● **What is required**
Return the part of the text on medical cannabis for children that opens with the words containing "Lewis has been" and closes with "with neurological conditions.", copied exactly.

● **Text**
——

Canada has been at the forefront of medical cannabis for years now, developing trends and mechanisms for a legal and accessible cannabis movement. However, medical professionals are apprehensive to prescribe cannabis for developing minds due to a lack of research.
Despite this, professionals are getting more and more requests for medical cannabis for children and a growing list of conditions. Dr Adam Rapoport, the medical director of the pediatric palliative care team at the Hospital for Sick Children in toronto says: “This is mostly driven by parents, and doctors have fallen behind.”
Lauren Kelly, pharmacologist and scientific director of the Canadian Childhood Cannabinoid Clinical Trials (a national research consortium) agrees with Dr Rapoport: “It’s happening and we’re playing catch-up.”
Her group is working to develop the answers needed on medical cannabis for children and for developing minds. “The use of it has far outpaced the evidence, and that’s the biggest challenge.”
Up to 50% of paediatricians surveyed in 2017 had at least one patient who had made use of medical cannabis for medical reasons in the past year. However, the cannabis consumption isn’t a result of prescriptions. Only 4% of paediatricians said that they had made allowances for medical cannabis for one of their patients.
The Lack of Research
Since then, paediatricians such as Dr Daniel Flanders, director of Kindcare Pediatricians in Toronto, says that requests have increased and the reasons for these requests have also diversified.
Flanders says that he is asked about medical cannabis for children frequently throughout the weeks, for conditions such as mental health issues, chronic pain, arthritis, ADHD and troubles with sleep. However, there are only a few conditions for which the data allows for childhood cannabis consumption.
When looking at a handful of well-executed trials and a recent review of various literature on medical cannabis for complex pediatric seizure disorders, Dr Evan Lewis, a Toronto based pediatric neurologist, believes that there is very good evidence supporting cannabis use for certain seizure contexts – such as Lennox-Gastaut syndrome, Dravet syndrome and tuberous sclerosis.
“Outside of that, it is kind of extrapolating from the evidence and using less robust evidence in the literature,” he says.
Despite this, parents and some medical professionals are willing to push the boundaries. Some believe that this is a path worth taking.
Lewis has been applying cannabis therapies to other types of seizures, and also prescribes cannabis for various conditions, including migraines, autism, ticks, sleep troubles, movement disorders and behavioural problems in children with neurological conditions.
Lewis does still believe that much of the research is not of the highest quality, which is required for medicines. And for some conditions, the research is non-existent.
What about Dosing?

——

Records from a data source
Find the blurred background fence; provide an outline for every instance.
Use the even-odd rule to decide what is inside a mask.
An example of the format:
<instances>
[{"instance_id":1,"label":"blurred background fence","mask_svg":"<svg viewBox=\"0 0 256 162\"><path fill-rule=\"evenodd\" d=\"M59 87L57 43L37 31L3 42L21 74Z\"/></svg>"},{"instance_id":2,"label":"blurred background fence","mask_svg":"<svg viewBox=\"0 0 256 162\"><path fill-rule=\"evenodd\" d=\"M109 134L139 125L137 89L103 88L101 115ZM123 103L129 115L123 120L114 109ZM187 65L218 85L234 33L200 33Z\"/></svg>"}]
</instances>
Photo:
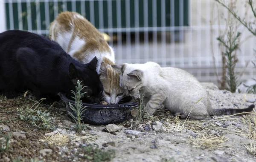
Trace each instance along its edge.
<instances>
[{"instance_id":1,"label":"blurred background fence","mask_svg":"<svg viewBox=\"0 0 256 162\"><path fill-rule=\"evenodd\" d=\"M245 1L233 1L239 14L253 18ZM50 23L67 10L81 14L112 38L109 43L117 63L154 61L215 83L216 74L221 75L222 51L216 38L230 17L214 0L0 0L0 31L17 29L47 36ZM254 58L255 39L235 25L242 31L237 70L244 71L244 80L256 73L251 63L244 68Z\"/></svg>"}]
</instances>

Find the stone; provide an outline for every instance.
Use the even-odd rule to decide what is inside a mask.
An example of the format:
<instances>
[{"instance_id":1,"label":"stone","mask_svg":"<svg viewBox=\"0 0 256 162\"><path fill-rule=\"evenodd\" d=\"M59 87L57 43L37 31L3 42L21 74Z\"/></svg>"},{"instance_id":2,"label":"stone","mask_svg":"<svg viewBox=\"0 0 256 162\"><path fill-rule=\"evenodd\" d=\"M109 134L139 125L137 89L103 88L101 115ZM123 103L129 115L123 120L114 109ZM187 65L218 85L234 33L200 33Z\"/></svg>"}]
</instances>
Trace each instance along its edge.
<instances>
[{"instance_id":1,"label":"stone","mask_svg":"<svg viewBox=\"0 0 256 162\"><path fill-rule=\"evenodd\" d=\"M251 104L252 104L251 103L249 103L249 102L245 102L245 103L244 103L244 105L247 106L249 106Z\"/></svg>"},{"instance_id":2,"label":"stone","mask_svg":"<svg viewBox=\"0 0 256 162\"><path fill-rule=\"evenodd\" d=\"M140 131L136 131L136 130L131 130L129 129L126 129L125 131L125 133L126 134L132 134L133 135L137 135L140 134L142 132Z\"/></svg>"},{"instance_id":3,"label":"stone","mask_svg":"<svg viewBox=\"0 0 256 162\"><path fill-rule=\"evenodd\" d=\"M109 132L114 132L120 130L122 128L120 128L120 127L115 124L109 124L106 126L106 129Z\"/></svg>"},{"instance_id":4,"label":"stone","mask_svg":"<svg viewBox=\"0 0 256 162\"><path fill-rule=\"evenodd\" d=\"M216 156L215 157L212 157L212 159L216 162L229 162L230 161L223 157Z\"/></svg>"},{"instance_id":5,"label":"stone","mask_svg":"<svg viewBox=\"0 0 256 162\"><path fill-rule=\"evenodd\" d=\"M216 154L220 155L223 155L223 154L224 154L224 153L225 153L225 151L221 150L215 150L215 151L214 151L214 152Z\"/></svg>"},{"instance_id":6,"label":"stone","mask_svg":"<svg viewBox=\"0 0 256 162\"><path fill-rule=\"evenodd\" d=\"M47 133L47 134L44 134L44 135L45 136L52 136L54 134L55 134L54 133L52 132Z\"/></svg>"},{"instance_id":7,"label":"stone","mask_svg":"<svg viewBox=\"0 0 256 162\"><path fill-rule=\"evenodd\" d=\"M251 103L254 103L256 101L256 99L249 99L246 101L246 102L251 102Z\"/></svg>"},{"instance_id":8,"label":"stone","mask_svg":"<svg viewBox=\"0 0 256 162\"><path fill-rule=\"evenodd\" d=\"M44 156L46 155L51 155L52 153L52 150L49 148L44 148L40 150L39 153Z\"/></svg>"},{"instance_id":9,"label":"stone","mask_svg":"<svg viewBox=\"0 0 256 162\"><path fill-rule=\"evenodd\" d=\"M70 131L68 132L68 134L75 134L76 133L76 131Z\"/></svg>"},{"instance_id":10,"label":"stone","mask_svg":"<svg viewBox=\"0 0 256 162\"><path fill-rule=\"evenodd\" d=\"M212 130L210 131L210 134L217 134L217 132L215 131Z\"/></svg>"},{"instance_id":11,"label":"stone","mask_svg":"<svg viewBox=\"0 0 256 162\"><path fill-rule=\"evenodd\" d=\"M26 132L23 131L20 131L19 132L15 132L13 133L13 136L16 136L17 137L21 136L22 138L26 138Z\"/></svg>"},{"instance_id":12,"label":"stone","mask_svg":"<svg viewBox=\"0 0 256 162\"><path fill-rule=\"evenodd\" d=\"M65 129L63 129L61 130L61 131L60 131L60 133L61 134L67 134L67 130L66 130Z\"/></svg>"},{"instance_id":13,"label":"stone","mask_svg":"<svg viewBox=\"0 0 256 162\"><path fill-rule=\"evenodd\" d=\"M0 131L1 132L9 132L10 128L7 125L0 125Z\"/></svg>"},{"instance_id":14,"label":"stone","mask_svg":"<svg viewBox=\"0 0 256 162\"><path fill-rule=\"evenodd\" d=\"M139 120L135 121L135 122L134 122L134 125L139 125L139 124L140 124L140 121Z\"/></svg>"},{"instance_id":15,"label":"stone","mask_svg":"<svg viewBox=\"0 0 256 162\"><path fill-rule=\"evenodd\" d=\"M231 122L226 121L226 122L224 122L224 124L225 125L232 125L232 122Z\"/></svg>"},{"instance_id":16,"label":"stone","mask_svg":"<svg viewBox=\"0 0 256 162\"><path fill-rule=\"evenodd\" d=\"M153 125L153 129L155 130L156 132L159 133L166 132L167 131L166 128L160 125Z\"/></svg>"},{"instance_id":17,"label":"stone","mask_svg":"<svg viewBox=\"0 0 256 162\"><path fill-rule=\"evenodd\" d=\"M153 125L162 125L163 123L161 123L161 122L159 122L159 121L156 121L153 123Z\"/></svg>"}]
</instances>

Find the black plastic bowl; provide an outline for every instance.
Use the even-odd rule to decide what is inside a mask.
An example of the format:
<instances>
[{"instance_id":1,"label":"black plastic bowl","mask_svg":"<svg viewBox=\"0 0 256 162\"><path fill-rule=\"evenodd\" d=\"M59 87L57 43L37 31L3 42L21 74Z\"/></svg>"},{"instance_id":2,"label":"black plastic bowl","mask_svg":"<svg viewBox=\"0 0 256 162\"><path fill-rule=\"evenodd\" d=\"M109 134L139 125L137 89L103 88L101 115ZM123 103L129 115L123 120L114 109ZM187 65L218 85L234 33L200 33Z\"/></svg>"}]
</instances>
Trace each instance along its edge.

——

● **Solution for this task**
Lewis has been applying cannabis therapies to other types of seizures, and also prescribes cannabis for various conditions, including migraines, autism, ticks, sleep troubles, movement disorders and behavioural problems in children with neurological conditions.